[Records from a data source]

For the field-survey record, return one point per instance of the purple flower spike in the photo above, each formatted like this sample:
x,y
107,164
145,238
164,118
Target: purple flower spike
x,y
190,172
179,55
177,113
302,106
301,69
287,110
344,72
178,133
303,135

**INSTRUCTIONS FOR THE TASK**
Report each line above that contains the word "spike". Only matches with the same uppercase and lowercase letters count.

**ANSWER BELOW**
For the field-survey record, return one point per instance of the purple flower spike in the photo above, each formatted like this sample:
Target: purple flower spike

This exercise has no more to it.